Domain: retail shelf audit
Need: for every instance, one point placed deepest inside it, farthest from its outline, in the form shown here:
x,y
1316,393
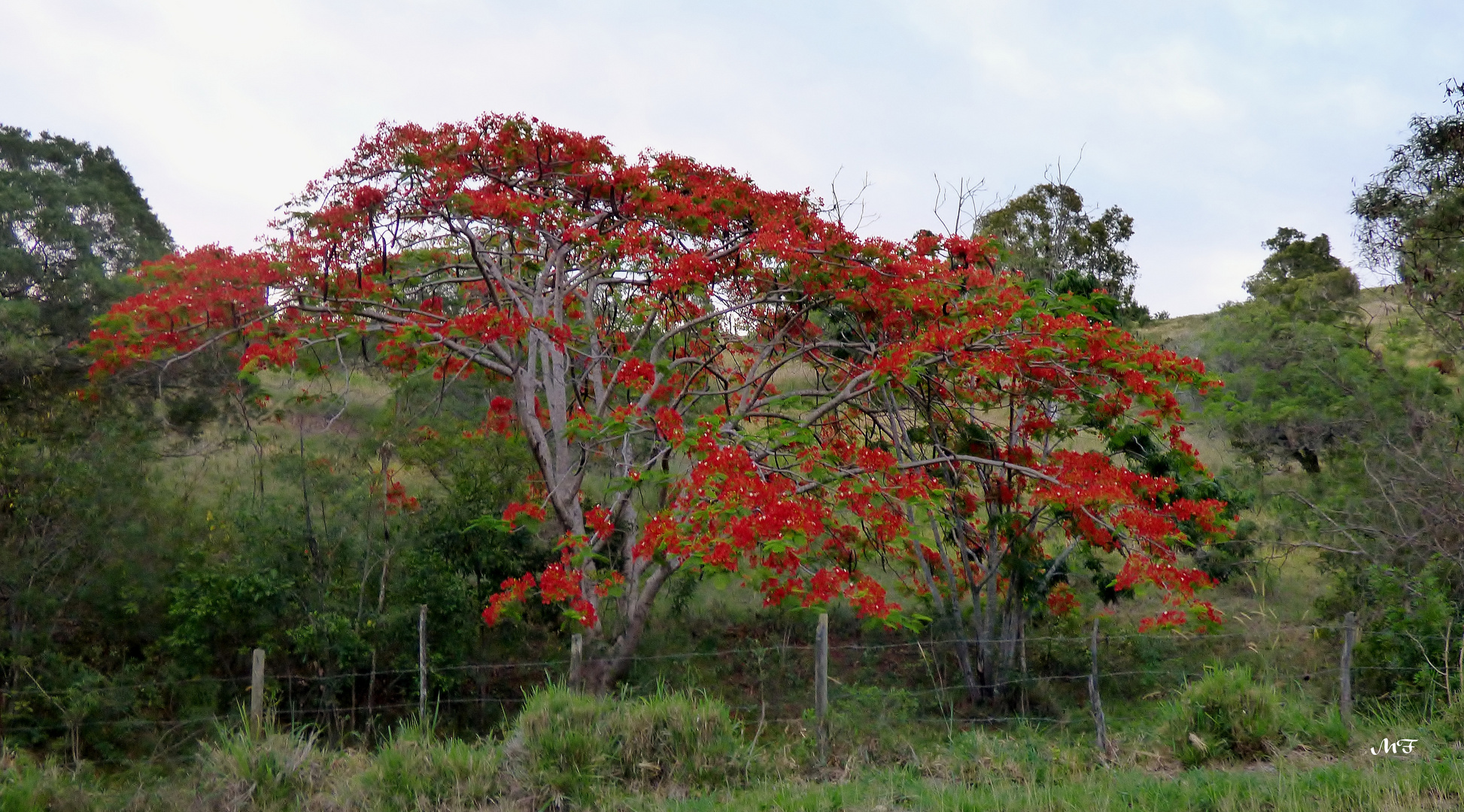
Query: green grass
x,y
1312,789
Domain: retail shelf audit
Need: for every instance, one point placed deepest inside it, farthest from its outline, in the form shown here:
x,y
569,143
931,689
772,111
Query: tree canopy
x,y
71,223
1050,236
1411,217
712,377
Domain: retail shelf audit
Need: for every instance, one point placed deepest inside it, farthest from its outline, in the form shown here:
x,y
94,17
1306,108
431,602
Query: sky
x,y
1210,123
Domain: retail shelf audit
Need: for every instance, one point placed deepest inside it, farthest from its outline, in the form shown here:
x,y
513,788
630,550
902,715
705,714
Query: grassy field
x,y
715,716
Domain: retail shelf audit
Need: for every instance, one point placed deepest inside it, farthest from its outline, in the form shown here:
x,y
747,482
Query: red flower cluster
x,y
642,311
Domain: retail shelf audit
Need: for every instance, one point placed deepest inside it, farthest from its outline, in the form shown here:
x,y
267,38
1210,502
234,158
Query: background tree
x,y
1301,377
71,221
1411,218
1049,236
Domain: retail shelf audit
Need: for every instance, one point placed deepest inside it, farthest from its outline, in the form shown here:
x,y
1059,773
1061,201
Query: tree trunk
x,y
958,621
602,669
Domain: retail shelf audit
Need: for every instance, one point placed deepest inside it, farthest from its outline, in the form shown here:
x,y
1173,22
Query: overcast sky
x,y
1211,123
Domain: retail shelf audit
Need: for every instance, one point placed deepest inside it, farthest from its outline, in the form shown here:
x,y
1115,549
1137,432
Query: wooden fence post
x,y
422,662
576,662
1349,638
1095,700
257,692
822,686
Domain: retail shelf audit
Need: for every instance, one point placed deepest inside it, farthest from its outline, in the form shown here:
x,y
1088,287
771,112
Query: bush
x,y
264,770
1226,714
416,770
567,747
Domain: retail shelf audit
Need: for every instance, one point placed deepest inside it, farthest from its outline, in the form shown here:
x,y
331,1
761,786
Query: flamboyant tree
x,y
706,374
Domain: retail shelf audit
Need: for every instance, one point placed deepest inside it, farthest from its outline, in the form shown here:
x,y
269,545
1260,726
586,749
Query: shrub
x,y
263,770
1226,714
416,770
567,745
874,720
1022,754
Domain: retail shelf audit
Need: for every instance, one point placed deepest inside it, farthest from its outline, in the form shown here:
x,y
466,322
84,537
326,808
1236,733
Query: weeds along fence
x,y
814,685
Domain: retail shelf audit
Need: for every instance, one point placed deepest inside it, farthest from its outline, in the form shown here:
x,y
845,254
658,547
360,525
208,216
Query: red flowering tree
x,y
755,389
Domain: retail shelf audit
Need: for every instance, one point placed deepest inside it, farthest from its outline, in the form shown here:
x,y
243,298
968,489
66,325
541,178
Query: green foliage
x,y
264,770
1302,379
1411,218
418,770
1047,235
71,221
570,747
1223,716
1303,278
1410,634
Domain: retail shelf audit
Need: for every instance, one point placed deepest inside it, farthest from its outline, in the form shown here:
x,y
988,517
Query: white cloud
x,y
1210,123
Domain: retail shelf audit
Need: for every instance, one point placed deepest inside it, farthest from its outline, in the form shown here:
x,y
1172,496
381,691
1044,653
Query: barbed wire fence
x,y
773,682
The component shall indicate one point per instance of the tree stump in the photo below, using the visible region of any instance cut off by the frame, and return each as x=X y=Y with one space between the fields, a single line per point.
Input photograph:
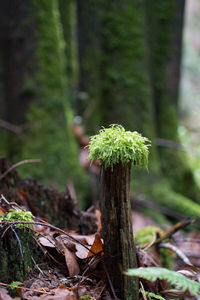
○ ○ ○ ○
--- Exercise description ---
Pick out each row above that contains the word "green", and copy those rows in their original order.

--- Exercise response ---
Query: green grass
Query: green foliage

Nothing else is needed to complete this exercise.